▶ **Provided passage**

════

School Construction Authority
Architect escapes part-time hell


Architect Kashi Nath Ray is relieved to have returned to his full-time job at the SCA.



It was an indignity that a veteran professional worker in the public sector doesn’t expect.

“One day we were called into a room and they read off a list of people who were going to be laid off,” said Architect Kashi Nath Ray, who was laid off in 2003 and returned to the School Construction Authority on May 19. “When I went back to my seat, the computer was down. I was denied access to drawings that as an architect I would need to find work.”

Ray, 61, described the layoff and struggle with unemployment as the most traumatizing and devastating experience in his life except for the loss of his father as a 15-year-old in India. He came to the United States in 1968 at 24.

To make matters especially awful, the layoff hit just as his wife, Banasri, lost her information technology job and only managed to find new work for a bank at third of the pay. “All the computer jobs are going to India,” Ray said with a wry smile.

His eldest son, Akash, now 24, also took the loss hard. Because of the $40,000 tuition bill facing the family, he decided to stop studying at Johns Hopkins University, where he has since re-enrolled.

Financial pressure
Under financial pressure, the family sold its vacation home in the Poconos. Ray took out a $250,000 home equity loan and borrowed from his pension (with a 33 percent penalty) to meet living expenses. The family also considered returning to India.

During the four years, Ray got by with temporary jobs that paid a decent $40 an hour but included no medical benefits or vacation. The permanent jobs he found had benefits but paid about 20 percent less than the temp jobs.

════

▶ **Extracted material**
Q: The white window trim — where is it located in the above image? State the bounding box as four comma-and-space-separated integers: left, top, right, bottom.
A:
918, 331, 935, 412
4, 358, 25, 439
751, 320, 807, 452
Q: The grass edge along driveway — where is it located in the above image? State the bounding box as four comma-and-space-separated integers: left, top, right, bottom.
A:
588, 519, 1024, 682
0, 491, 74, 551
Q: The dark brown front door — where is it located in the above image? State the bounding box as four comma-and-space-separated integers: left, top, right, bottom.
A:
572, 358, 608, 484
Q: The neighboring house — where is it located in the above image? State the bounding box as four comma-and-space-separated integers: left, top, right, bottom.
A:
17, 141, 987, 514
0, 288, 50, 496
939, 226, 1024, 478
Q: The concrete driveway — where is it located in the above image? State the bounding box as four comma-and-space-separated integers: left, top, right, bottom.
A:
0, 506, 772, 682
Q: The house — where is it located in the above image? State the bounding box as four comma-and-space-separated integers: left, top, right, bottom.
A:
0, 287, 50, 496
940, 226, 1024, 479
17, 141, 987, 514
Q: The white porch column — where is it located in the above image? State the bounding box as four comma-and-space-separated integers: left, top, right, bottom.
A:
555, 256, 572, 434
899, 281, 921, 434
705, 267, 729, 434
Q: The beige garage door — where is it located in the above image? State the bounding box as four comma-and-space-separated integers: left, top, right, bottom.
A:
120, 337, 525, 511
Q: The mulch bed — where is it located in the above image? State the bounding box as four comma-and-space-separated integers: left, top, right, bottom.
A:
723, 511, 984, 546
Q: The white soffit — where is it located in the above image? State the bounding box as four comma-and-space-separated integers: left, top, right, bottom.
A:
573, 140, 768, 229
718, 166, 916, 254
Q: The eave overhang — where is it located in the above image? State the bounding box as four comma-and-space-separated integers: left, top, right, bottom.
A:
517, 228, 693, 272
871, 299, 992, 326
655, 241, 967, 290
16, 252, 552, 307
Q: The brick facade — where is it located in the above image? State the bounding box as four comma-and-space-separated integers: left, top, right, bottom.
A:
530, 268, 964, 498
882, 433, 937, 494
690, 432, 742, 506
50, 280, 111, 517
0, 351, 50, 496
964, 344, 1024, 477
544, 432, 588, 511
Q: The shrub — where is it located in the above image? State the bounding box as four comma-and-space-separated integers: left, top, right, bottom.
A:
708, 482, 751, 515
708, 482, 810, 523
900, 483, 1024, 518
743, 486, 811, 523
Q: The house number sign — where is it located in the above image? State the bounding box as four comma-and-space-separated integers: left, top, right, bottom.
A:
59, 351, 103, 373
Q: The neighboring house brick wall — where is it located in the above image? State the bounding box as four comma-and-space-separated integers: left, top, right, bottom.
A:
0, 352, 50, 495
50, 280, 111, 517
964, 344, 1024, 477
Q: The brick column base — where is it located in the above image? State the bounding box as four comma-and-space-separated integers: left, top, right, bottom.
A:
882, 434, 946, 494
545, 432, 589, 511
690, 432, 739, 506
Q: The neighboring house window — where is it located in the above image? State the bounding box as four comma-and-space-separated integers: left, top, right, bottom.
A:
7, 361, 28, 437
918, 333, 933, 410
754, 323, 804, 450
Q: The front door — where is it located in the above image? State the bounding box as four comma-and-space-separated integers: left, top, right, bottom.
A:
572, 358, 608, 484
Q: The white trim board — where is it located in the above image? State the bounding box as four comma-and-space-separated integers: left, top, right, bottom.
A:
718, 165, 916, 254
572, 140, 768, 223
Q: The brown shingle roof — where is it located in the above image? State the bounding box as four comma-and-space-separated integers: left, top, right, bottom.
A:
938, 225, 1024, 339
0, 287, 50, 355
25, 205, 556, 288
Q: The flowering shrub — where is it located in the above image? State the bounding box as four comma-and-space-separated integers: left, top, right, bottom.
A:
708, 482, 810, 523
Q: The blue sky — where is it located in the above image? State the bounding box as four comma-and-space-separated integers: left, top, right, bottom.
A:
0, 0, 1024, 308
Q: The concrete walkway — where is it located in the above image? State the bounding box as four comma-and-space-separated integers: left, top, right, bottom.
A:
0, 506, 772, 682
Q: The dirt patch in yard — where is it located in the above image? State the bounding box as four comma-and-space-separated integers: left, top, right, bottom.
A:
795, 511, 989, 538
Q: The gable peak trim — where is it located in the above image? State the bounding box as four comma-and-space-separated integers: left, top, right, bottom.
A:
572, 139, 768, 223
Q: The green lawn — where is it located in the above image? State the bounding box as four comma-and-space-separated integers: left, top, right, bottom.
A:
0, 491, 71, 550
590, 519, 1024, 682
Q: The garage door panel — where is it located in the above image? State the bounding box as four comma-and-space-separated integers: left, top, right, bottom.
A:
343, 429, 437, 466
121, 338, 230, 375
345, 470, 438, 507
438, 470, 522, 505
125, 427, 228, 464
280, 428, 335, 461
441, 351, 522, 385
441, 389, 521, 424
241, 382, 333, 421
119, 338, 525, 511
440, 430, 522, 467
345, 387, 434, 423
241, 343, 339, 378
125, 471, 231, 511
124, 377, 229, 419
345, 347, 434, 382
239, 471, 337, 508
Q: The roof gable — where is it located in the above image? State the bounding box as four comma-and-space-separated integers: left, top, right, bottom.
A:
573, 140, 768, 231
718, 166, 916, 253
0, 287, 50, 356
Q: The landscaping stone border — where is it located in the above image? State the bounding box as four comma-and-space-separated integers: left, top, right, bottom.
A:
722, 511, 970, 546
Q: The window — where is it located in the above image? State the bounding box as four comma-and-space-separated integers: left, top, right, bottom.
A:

════

▶ **Work to be completed**
Copy out the whole article above about Kashi Nath Ray's layoff, word for word.

▶ **Reply to the exercise**
School Construction Authority
Architect escapes part-time hell


Architect Kashi Nath Ray is relieved to have returned to his full-time job at the SCA.



It was an indignity that a veteran professional worker in the public sector doesn’t expect.

“One day we were called into a room and they read off a list of people who were going to be laid off,” said Architect Kashi Nath Ray, who was laid off in 2003 and returned to the School Construction Authority on May 19. “When I went back to my seat, the computer was down. I was denied access to drawings that as an architect I would need to find work.”

Ray, 61, described the layoff and struggle with unemployment as the most traumatizing and devastating experience in his life except for the loss of his father as a 15-year-old in India. He came to the United States in 1968 at 24.

To make matters especially awful, the layoff hit just as his wife, Banasri, lost her information technology job and only managed to find new work for a bank at third of the pay. “All the computer jobs are going to India,” Ray said with a wry smile.

His eldest son, Akash, now 24, also took the loss hard. Because of the $40,000 tuition bill facing the family, he decided to stop studying at Johns Hopkins University, where he has since re-enrolled.

Financial pressure
Under financial pressure, the family sold its vacation home in the Poconos. Ray took out a $250,000 home equity loan and borrowed from his pension (with a 33 percent penalty) to meet living expenses. The family also considered returning to India.

During the four years, Ray got by with temporary jobs that paid a decent $40 an hour but included no medical benefits or vacation. The permanent jobs he found had benefits but paid about 20 percent less than the temp jobs.